Reproduce the lines from the start of the records through the line holding "xmin=300 ymin=0 xmax=582 ymax=360", both ends included, with "green" swapped for "red" and nothing else changed. Leave the pictures out.
··········
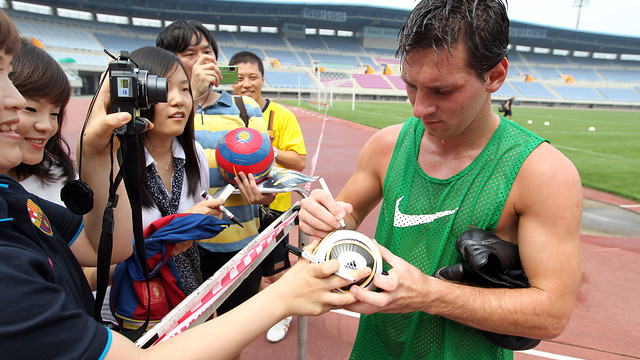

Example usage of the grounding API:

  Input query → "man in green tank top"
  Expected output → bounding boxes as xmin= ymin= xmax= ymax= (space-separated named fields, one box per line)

xmin=300 ymin=0 xmax=582 ymax=360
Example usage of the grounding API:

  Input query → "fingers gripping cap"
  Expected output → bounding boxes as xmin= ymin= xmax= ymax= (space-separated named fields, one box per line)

xmin=313 ymin=230 xmax=382 ymax=292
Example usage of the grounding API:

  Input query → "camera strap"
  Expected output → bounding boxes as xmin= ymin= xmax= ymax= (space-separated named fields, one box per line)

xmin=93 ymin=139 xmax=122 ymax=322
xmin=118 ymin=135 xmax=151 ymax=341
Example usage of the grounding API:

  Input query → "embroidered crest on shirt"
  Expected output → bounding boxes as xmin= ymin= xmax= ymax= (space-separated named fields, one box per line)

xmin=27 ymin=199 xmax=53 ymax=235
xmin=393 ymin=196 xmax=459 ymax=227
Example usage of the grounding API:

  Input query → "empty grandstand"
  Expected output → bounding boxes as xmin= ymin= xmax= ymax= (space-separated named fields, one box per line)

xmin=5 ymin=0 xmax=640 ymax=109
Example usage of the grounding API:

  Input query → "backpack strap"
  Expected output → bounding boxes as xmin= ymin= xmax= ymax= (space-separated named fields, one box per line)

xmin=233 ymin=95 xmax=249 ymax=127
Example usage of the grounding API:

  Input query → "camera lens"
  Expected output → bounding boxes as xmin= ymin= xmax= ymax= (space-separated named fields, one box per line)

xmin=147 ymin=75 xmax=169 ymax=104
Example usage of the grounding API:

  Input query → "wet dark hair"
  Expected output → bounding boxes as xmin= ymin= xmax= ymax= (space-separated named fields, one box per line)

xmin=396 ymin=0 xmax=509 ymax=80
xmin=156 ymin=20 xmax=218 ymax=58
xmin=0 ymin=9 xmax=20 ymax=55
xmin=229 ymin=51 xmax=264 ymax=76
xmin=130 ymin=46 xmax=202 ymax=208
xmin=9 ymin=39 xmax=75 ymax=184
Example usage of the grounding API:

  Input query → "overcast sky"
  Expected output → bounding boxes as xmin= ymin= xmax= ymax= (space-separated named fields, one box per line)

xmin=275 ymin=0 xmax=640 ymax=37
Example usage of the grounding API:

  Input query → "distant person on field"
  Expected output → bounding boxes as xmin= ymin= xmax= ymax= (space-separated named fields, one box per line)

xmin=229 ymin=51 xmax=307 ymax=342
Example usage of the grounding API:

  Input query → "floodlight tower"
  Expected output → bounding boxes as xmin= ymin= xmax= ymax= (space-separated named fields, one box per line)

xmin=573 ymin=0 xmax=591 ymax=30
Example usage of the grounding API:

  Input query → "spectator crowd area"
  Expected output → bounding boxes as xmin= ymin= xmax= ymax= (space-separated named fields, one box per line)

xmin=8 ymin=10 xmax=640 ymax=108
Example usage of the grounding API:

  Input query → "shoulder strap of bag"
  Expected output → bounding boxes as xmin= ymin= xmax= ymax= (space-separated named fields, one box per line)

xmin=233 ymin=95 xmax=249 ymax=127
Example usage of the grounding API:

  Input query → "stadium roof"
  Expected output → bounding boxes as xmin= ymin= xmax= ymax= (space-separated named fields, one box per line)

xmin=16 ymin=0 xmax=640 ymax=55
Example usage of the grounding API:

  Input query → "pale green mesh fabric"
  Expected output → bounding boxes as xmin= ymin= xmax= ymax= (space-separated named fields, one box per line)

xmin=351 ymin=118 xmax=544 ymax=360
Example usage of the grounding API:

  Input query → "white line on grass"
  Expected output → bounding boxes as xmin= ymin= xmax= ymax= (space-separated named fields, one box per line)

xmin=519 ymin=350 xmax=585 ymax=360
xmin=554 ymin=145 xmax=639 ymax=161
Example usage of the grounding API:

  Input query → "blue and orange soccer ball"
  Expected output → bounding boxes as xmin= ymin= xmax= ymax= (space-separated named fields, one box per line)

xmin=216 ymin=128 xmax=273 ymax=185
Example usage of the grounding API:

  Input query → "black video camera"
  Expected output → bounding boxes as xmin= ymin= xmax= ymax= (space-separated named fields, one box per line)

xmin=109 ymin=50 xmax=168 ymax=135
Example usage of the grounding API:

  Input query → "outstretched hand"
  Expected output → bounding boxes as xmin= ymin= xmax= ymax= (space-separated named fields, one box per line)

xmin=185 ymin=199 xmax=224 ymax=219
xmin=263 ymin=241 xmax=371 ymax=316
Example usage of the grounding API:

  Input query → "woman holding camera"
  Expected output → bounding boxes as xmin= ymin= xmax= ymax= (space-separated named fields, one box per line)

xmin=126 ymin=46 xmax=214 ymax=295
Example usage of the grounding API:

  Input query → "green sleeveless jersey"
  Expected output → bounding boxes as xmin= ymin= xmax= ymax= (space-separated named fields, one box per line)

xmin=351 ymin=118 xmax=544 ymax=360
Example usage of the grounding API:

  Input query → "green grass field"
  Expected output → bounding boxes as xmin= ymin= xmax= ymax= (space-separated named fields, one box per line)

xmin=283 ymin=100 xmax=640 ymax=201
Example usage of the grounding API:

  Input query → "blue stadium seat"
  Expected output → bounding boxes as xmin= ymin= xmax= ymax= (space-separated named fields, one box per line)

xmin=553 ymin=86 xmax=604 ymax=100
xmin=560 ymin=67 xmax=603 ymax=81
xmin=265 ymin=49 xmax=306 ymax=66
xmin=598 ymin=87 xmax=640 ymax=102
xmin=598 ymin=69 xmax=640 ymax=82
xmin=493 ymin=81 xmax=522 ymax=97
xmin=511 ymin=81 xmax=558 ymax=99
xmin=534 ymin=66 xmax=562 ymax=80
xmin=264 ymin=70 xmax=316 ymax=89
xmin=94 ymin=33 xmax=156 ymax=53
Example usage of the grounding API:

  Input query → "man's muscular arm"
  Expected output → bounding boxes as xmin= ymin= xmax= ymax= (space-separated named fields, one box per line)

xmin=348 ymin=143 xmax=582 ymax=339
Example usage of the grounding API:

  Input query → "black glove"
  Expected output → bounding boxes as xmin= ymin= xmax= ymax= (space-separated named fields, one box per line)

xmin=433 ymin=227 xmax=540 ymax=350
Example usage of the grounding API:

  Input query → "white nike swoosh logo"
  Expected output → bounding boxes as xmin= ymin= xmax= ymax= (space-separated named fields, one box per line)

xmin=393 ymin=196 xmax=459 ymax=227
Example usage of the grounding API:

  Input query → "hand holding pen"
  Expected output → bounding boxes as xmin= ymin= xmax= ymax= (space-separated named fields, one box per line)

xmin=318 ymin=178 xmax=347 ymax=229
xmin=200 ymin=190 xmax=244 ymax=228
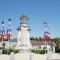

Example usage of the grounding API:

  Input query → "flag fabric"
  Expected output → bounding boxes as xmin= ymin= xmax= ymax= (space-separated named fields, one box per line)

xmin=44 ymin=31 xmax=50 ymax=41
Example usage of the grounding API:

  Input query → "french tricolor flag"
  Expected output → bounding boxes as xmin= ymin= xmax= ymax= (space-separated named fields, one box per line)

xmin=44 ymin=31 xmax=50 ymax=41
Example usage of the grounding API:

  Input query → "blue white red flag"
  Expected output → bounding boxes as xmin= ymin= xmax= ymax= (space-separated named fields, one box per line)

xmin=44 ymin=31 xmax=50 ymax=41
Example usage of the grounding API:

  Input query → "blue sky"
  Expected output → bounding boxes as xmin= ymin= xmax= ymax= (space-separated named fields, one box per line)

xmin=0 ymin=0 xmax=60 ymax=38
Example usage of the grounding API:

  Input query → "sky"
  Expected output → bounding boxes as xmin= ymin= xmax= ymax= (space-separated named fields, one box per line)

xmin=0 ymin=0 xmax=60 ymax=38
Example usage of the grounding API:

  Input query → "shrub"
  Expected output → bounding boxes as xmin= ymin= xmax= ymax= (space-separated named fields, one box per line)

xmin=31 ymin=50 xmax=47 ymax=54
xmin=55 ymin=47 xmax=60 ymax=53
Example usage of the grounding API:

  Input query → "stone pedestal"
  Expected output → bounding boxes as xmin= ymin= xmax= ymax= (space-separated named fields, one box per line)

xmin=15 ymin=15 xmax=32 ymax=52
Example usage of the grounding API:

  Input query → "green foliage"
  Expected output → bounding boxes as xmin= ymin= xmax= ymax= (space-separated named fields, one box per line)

xmin=2 ymin=49 xmax=19 ymax=54
xmin=55 ymin=47 xmax=60 ymax=53
xmin=31 ymin=50 xmax=47 ymax=54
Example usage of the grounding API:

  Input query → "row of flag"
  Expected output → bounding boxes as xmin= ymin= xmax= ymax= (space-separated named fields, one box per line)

xmin=0 ymin=19 xmax=12 ymax=40
xmin=44 ymin=22 xmax=50 ymax=41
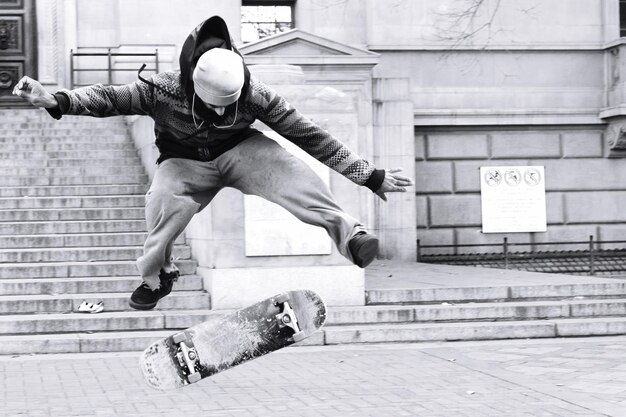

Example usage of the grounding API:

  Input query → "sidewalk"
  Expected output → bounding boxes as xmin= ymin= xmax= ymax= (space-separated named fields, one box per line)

xmin=0 ymin=262 xmax=626 ymax=417
xmin=0 ymin=337 xmax=626 ymax=417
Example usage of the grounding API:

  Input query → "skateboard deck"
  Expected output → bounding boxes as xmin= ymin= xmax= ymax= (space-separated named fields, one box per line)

xmin=139 ymin=290 xmax=326 ymax=390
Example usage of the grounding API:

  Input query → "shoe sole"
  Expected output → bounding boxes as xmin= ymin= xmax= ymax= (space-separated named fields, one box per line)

xmin=355 ymin=239 xmax=378 ymax=268
xmin=128 ymin=300 xmax=158 ymax=310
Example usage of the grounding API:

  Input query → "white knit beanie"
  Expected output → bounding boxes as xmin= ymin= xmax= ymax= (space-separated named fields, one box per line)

xmin=193 ymin=48 xmax=244 ymax=107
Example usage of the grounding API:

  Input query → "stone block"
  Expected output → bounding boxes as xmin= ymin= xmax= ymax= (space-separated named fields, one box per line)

xmin=415 ymin=161 xmax=453 ymax=194
xmin=415 ymin=195 xmax=428 ymax=228
xmin=417 ymin=228 xmax=455 ymax=255
xmin=561 ymin=131 xmax=604 ymax=158
xmin=198 ymin=266 xmax=365 ymax=309
xmin=374 ymin=125 xmax=415 ymax=159
xmin=415 ymin=135 xmax=426 ymax=161
xmin=538 ymin=159 xmax=626 ymax=191
xmin=429 ymin=195 xmax=482 ymax=227
xmin=426 ymin=133 xmax=489 ymax=159
xmin=491 ymin=132 xmax=561 ymax=159
xmin=372 ymin=100 xmax=413 ymax=126
xmin=565 ymin=191 xmax=626 ymax=223
xmin=546 ymin=193 xmax=565 ymax=227
xmin=595 ymin=224 xmax=626 ymax=249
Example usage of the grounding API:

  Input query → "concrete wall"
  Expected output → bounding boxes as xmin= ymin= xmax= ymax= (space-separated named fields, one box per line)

xmin=415 ymin=126 xmax=626 ymax=253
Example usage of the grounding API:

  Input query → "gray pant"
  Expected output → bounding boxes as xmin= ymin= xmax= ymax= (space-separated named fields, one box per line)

xmin=137 ymin=134 xmax=365 ymax=289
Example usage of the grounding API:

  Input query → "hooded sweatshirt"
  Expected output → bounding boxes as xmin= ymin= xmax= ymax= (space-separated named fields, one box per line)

xmin=49 ymin=16 xmax=385 ymax=192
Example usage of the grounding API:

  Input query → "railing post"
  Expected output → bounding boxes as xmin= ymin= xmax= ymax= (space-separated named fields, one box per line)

xmin=589 ymin=235 xmax=596 ymax=275
xmin=417 ymin=239 xmax=422 ymax=262
xmin=502 ymin=237 xmax=509 ymax=269
xmin=70 ymin=49 xmax=74 ymax=90
xmin=107 ymin=48 xmax=113 ymax=85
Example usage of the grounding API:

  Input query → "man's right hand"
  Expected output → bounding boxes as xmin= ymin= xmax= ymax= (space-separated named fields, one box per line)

xmin=13 ymin=76 xmax=58 ymax=109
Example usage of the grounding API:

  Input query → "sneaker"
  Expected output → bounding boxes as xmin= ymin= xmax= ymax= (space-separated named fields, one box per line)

xmin=159 ymin=269 xmax=180 ymax=298
xmin=128 ymin=282 xmax=162 ymax=310
xmin=348 ymin=232 xmax=378 ymax=268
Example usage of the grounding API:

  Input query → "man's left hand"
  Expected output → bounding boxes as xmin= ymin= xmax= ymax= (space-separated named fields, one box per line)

xmin=376 ymin=168 xmax=413 ymax=201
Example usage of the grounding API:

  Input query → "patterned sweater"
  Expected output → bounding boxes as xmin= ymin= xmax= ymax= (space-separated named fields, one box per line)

xmin=50 ymin=70 xmax=385 ymax=192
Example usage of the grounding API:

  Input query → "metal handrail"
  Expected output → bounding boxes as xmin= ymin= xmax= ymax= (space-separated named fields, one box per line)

xmin=417 ymin=236 xmax=626 ymax=275
xmin=70 ymin=48 xmax=159 ymax=89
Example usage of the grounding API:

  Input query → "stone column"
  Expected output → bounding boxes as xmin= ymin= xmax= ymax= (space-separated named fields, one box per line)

xmin=373 ymin=78 xmax=419 ymax=261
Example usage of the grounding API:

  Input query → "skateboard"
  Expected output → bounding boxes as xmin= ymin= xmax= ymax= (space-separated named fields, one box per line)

xmin=139 ymin=290 xmax=326 ymax=390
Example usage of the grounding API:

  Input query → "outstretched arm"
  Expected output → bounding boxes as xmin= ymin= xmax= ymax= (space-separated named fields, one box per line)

xmin=376 ymin=168 xmax=413 ymax=201
xmin=13 ymin=73 xmax=154 ymax=119
xmin=13 ymin=76 xmax=59 ymax=109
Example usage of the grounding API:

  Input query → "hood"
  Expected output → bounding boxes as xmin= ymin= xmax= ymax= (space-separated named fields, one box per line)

xmin=179 ymin=16 xmax=250 ymax=109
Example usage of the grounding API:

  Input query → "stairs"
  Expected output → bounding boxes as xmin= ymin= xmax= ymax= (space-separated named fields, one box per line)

xmin=0 ymin=109 xmax=210 ymax=354
xmin=0 ymin=110 xmax=626 ymax=355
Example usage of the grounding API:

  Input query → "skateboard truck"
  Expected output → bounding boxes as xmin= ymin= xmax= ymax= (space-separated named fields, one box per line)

xmin=172 ymin=331 xmax=202 ymax=384
xmin=274 ymin=294 xmax=306 ymax=342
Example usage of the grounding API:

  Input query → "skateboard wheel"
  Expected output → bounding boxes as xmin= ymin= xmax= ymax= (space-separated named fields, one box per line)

xmin=187 ymin=372 xmax=202 ymax=384
xmin=172 ymin=332 xmax=187 ymax=344
xmin=274 ymin=293 xmax=289 ymax=305
xmin=291 ymin=332 xmax=306 ymax=343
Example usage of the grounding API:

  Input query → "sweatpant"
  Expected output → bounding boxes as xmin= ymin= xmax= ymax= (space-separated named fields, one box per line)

xmin=137 ymin=133 xmax=365 ymax=289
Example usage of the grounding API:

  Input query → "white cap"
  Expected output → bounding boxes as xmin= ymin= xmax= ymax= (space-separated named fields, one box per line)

xmin=193 ymin=48 xmax=244 ymax=107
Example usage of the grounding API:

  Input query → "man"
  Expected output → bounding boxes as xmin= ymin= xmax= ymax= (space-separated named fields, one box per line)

xmin=13 ymin=16 xmax=413 ymax=310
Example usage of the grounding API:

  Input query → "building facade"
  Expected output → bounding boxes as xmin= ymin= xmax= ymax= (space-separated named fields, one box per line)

xmin=0 ymin=0 xmax=626 ymax=269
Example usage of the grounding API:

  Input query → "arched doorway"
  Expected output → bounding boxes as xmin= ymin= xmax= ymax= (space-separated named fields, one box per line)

xmin=0 ymin=0 xmax=37 ymax=107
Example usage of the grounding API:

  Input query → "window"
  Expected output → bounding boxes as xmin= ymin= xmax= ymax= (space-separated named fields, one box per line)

xmin=241 ymin=0 xmax=295 ymax=43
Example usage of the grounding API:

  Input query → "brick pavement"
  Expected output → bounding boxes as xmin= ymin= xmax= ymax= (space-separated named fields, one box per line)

xmin=0 ymin=337 xmax=626 ymax=417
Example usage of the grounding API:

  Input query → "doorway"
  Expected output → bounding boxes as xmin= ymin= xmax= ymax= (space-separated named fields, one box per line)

xmin=0 ymin=0 xmax=37 ymax=107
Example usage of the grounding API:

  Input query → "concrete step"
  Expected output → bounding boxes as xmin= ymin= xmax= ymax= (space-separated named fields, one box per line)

xmin=0 ymin=316 xmax=626 ymax=359
xmin=0 ymin=308 xmax=219 ymax=335
xmin=0 ymin=218 xmax=146 ymax=236
xmin=0 ymin=149 xmax=137 ymax=161
xmin=0 ymin=134 xmax=130 ymax=142
xmin=327 ymin=298 xmax=626 ymax=325
xmin=324 ymin=317 xmax=626 ymax=345
xmin=0 ymin=194 xmax=145 ymax=210
xmin=0 ymin=245 xmax=191 ymax=264
xmin=0 ymin=141 xmax=135 ymax=151
xmin=0 ymin=330 xmax=179 ymax=355
xmin=365 ymin=280 xmax=626 ymax=305
xmin=0 ymin=275 xmax=203 ymax=295
xmin=0 ymin=260 xmax=197 ymax=279
xmin=0 ymin=291 xmax=211 ymax=314
xmin=0 ymin=121 xmax=127 ymax=130
xmin=0 ymin=207 xmax=145 ymax=222
xmin=0 ymin=157 xmax=141 ymax=169
xmin=0 ymin=171 xmax=148 ymax=187
xmin=0 ymin=184 xmax=148 ymax=198
xmin=0 ymin=164 xmax=145 ymax=177
xmin=0 ymin=232 xmax=185 ymax=247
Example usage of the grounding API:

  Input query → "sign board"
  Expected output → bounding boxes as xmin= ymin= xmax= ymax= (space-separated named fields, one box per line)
··········
EXERCISE ANSWER -
Example usage of the grounding API:

  Input query → "man in red tank top"
  Expected output → bounding boxes as xmin= ymin= xmax= ymax= (space-separated named fields, one box per line)

xmin=300 ymin=0 xmax=582 ymax=360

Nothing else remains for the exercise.